**Text extract:**
Hugo Boss 24 hour record under threat
Contrary to the early forecast, so far the strong southerly winds have not yet abated for the leaders of the Europa Warm’Up race and so speeds have remained consistently high as the IMOCA Open 60’s plunge headlong towards the Fastnet Rock light. In these conditions the outstanding performer has been Bernard Stamm’s Cheminées Poujoulat which has been smoking, getting to within 10 miles of Alex Thomson’s 24 hour solo record.
Stamm is calculated to have made 457.7 miles point to point over the 24 hours to 1430 UTC this afternoon, and then 458.6 to 1730hrs, close to Thomson’s 468.72 mile record which he set in 2003 sailing up the North Atlantic. And there has been no let up in the ferocious pace with Stamm clawing back 10 miles today on leader PRB. Vincent Riou leads by just seven miles this afternoon ahead of the Swiss skipper, with Armel Le Cléac’h clinging on to third 20.9 miles behind PRB.
Stamm reported: “I am a bit surprised at my position, but at the same time really happy. I’d expected that it would drop away a bit, but that’s not happened so that is all good. The sea is better organised now, so you can keep speeds right up. The boat does stop in the short waves, and is suddenly covered with water. Every ten seconds the waves go right over the boat. But with the new coachroof I am well protected. Before that it was drysuit and a helmet. I managed to get some sleep, but 20-25 minutes at a time.”
Making over 25 knots in the sustained surfs, the pressure on the skippers and the boats is intense as they plunge into the back of the next wave, huge volumes of water sluicing over the deck. All of the skippers contacted today admitted some kind of wipeouts or sudden hand brake turns. This on-the-edge sailing is a taste of conditions they might expect in the Vendée Globe, a test for the skippers and their boats. And without doubt that there has already been damage in the fleet makes skippers have second thoughts about how hard they can press.

**The data:**
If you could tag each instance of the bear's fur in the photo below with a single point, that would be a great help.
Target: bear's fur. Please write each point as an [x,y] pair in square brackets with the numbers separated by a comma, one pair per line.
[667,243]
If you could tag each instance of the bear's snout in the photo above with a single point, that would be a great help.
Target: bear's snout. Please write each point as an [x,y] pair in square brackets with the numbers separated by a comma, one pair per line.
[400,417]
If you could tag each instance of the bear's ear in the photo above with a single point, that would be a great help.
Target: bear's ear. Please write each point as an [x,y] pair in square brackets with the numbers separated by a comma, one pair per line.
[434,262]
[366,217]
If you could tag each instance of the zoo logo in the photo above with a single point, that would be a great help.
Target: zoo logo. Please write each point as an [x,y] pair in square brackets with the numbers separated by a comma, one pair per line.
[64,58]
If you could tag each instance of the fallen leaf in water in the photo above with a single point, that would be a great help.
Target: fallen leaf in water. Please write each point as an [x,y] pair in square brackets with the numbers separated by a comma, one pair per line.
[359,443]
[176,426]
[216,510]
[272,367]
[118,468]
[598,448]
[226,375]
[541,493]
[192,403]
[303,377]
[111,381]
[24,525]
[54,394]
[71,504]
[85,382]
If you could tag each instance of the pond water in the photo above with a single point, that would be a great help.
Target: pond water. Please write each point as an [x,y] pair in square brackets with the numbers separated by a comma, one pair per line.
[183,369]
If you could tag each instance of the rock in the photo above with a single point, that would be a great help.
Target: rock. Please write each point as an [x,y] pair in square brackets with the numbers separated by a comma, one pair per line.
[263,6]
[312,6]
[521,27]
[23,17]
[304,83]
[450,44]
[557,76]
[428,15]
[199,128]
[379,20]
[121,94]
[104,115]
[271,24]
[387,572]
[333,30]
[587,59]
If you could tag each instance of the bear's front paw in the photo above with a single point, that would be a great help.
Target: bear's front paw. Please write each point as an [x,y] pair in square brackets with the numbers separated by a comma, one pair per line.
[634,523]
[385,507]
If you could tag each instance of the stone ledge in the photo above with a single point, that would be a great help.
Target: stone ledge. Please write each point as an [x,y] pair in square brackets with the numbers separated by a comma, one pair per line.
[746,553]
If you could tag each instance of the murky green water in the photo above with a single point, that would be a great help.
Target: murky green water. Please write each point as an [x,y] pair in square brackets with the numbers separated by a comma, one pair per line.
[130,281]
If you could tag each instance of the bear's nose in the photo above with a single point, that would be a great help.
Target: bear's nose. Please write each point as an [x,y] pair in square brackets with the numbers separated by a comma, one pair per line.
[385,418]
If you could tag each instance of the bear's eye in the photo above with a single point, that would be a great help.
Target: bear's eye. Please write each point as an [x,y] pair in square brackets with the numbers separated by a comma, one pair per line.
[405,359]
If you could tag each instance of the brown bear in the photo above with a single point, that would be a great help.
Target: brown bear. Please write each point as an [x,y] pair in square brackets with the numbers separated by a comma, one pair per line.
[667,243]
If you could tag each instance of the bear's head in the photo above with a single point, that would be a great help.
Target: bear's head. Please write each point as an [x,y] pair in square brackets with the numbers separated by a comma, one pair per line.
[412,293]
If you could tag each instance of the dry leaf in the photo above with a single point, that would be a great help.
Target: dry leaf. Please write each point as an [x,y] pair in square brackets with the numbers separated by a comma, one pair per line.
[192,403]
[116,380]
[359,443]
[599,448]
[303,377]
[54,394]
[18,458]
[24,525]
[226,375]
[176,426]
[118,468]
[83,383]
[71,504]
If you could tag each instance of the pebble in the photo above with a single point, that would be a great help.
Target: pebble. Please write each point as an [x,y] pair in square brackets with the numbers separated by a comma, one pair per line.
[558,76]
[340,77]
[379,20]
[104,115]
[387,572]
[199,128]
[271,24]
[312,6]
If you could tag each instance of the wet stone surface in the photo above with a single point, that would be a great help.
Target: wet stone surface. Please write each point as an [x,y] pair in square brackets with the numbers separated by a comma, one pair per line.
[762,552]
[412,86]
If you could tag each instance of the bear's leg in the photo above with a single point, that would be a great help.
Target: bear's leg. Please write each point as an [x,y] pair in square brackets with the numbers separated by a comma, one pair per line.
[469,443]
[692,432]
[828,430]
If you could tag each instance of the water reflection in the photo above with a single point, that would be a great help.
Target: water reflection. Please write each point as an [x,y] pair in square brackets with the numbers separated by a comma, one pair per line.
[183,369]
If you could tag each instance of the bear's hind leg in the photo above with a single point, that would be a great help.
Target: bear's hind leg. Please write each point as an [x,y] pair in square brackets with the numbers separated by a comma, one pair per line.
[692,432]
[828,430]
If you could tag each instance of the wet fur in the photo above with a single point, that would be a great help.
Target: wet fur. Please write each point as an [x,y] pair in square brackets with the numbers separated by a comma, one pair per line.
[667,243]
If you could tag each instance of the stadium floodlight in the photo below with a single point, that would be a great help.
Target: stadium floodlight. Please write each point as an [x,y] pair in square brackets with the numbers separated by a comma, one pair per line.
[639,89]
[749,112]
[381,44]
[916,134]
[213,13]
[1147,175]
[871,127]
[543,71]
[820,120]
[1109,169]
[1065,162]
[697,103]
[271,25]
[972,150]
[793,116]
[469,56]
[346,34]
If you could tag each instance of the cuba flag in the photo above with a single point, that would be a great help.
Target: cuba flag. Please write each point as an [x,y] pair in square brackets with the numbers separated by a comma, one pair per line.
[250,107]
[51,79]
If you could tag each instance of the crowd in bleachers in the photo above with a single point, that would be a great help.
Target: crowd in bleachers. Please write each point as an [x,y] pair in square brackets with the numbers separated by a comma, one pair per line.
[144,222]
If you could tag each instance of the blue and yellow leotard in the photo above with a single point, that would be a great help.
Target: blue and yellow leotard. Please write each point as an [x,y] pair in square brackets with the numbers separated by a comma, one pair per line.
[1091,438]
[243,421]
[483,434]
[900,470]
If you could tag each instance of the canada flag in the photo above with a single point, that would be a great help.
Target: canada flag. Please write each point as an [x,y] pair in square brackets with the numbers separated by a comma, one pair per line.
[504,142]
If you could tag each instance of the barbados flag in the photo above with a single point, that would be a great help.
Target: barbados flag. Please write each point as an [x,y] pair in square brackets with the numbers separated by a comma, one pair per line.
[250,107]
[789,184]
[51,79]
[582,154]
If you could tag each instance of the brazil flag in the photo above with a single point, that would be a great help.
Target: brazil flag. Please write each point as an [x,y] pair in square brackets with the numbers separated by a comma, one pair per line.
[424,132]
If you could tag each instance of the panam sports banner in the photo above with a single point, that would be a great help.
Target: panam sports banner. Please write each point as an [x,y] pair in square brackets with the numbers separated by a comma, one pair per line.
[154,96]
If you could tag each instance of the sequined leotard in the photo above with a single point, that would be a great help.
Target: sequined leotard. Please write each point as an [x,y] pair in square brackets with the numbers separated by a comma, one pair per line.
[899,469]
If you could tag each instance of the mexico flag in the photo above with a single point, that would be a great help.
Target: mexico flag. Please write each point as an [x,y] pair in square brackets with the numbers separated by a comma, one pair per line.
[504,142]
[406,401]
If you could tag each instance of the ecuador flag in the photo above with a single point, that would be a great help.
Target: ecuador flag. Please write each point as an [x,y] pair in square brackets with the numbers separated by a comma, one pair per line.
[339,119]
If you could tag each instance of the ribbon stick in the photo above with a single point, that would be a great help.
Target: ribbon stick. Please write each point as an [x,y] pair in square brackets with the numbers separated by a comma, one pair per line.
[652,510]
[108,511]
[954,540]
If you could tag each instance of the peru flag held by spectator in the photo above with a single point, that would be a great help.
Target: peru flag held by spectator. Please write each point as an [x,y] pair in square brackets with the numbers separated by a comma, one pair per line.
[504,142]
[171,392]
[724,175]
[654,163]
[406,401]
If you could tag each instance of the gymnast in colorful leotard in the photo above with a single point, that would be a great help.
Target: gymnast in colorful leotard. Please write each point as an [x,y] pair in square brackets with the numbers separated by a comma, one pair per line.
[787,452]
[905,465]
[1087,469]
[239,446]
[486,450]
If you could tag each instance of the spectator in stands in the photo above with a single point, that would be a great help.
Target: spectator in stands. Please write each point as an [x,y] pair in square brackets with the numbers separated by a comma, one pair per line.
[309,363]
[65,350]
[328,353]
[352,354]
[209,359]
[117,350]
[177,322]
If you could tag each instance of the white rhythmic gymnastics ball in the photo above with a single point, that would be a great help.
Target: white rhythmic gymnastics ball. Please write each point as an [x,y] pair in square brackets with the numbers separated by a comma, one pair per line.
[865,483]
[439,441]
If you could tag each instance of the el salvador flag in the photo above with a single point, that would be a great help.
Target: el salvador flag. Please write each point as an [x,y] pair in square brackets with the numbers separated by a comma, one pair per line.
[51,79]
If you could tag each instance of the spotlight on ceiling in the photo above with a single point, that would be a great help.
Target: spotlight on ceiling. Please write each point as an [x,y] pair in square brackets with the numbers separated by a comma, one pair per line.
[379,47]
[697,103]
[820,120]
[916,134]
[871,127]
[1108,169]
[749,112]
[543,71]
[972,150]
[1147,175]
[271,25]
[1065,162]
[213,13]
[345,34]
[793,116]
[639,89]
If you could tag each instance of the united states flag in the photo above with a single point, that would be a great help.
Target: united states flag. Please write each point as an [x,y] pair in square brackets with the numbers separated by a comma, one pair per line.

**Requests:**
(a) Copy out every line of the records that contains the word "banner".
(b) Write the next part of the sailing race report, picking up after its last sentence.

**Exercise answers:**
(a)
If you could tag each instance of the panam sports banner in the photo above with a single point, that would be a great help.
Target: panam sports banner. Please write each point as an [x,y] pair in square brackets with the numbers separated by a comma, one pair per line.

(b)
But their challenge here is to make such speeds and experiences feel like the norm. Stamm, for example, is absolutely one of the best, hard driving and skilled big winds and seas sailors there is – with two solo round the world race victories already to his name. But MACIF’s Francois Gabart admits that he is still very much on the upward learning curve sailing his IMOCA 60 solo in these conditions, and so he has been moving the cursor up as he learns. For him, speeds which seemed insane in the early hours of this morning, have likely begun to feel normal this afternoon. Man adapts to most things, they say, and before long the breeze will drop and 15-16 knots of boat speed will feel pedestrian.
“I am not going fast enough," admitted Gabart. "Compared with my competitors nearby, who have at least one lap of the globe under their belts, I am learning. I went up a bit and was suddenly I was making 16-20 knots, a bit less. We should continue fast to the Fastnet. You get used to speed, I was, like 'wahoo' at 20-21 knots yesterday and now you sit quietly watching the speedo hitting 23-24 knots.”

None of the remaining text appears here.